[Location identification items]
____

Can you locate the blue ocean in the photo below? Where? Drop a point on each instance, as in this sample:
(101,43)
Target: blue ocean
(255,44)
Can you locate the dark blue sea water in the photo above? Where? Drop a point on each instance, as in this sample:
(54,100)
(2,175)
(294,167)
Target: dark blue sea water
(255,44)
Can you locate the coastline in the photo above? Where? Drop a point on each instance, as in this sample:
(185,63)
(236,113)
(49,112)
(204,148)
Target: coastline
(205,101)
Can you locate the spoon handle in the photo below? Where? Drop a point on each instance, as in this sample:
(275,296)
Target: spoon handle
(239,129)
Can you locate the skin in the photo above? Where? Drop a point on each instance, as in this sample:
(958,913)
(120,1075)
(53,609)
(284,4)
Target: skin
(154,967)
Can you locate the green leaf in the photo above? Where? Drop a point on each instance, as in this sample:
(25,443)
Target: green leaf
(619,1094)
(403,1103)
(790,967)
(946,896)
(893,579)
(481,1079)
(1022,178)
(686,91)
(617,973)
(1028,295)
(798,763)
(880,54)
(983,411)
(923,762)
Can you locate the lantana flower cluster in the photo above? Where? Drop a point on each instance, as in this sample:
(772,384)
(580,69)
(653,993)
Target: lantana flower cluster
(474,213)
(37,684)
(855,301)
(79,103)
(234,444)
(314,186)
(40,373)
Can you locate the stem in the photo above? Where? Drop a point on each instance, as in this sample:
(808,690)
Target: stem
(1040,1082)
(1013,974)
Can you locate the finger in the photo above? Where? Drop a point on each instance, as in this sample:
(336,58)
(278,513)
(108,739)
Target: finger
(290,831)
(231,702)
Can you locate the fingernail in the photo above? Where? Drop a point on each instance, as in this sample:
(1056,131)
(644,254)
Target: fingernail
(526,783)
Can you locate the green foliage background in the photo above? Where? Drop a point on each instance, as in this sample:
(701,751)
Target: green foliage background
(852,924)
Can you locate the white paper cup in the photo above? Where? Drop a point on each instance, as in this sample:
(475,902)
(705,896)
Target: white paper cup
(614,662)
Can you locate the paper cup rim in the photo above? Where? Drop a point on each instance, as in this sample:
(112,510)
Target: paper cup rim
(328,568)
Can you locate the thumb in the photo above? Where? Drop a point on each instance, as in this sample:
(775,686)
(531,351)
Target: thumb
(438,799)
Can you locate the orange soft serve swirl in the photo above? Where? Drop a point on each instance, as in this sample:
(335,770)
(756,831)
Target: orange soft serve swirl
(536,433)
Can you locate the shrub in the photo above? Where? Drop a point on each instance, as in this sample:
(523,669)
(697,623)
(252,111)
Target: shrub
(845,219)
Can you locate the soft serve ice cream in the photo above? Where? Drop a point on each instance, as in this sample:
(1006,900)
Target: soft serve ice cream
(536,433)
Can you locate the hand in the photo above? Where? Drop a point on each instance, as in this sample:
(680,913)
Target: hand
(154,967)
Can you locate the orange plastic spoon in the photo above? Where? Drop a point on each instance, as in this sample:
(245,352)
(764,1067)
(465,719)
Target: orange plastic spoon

____

__EXERCISE INSTRUCTIONS__.
Reproduce only the lines running from the one that contains "Can you locate the paper" to the last line of the records.

__WRITTEN REPLY__.
Can you locate the paper cup rim in the photo above? Where? Drop a point on each instance, as in this sample:
(112,510)
Target: paper cup rim
(328,568)
Can you locate the thumb in the photo above? Where? Drop a point on each instance, as in this sample:
(775,686)
(531,351)
Target: thumb
(438,799)
Can you locate the orange soft serve swirl in the photo above? Where? Drop a point on each instance, as in this sample:
(335,770)
(756,831)
Target: orange soft serve swirl
(536,433)
Can you locate the shrub in the photo above? Where? Drop a point on each instance, as in this sample:
(523,669)
(697,623)
(252,111)
Target: shrub
(845,219)
Can you locate the soft serve ice cream in the photo above? Where? Drop a point on each instance, as in this sample:
(1006,900)
Target: soft serve ice cream
(536,433)
Can you locate the hand in the photo above? Where? Drop a point on each instance, as in this sample:
(680,913)
Target: hand
(154,967)
Can you locate the orange plastic spoon in the photo above? Where? Drop a point on each instance, as in this sample:
(245,352)
(764,1067)
(465,719)
Target: orange plastic spoon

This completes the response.